Collection entries
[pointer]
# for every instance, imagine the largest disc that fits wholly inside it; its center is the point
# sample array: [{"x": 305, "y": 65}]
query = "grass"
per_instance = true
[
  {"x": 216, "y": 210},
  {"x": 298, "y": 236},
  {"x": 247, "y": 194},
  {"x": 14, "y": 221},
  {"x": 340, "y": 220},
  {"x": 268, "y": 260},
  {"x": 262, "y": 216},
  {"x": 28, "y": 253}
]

▶ **The problem**
Rescale the listing by writing out every line again, request lines included. Multiply each x and y point value in the answers by 1.6 and round to whole numbers, with halves rounding up, but leave the numbers in the request lines as they are.

▶ **Exercise output**
[pointer]
# for every instance, imagine the largest disc that fits wholly inside it; its center is the point
# sample array: [{"x": 305, "y": 65}]
query = "grass"
per_instance = true
[
  {"x": 346, "y": 336},
  {"x": 477, "y": 378},
  {"x": 395, "y": 310},
  {"x": 22, "y": 354},
  {"x": 544, "y": 352},
  {"x": 429, "y": 416},
  {"x": 419, "y": 346},
  {"x": 45, "y": 405}
]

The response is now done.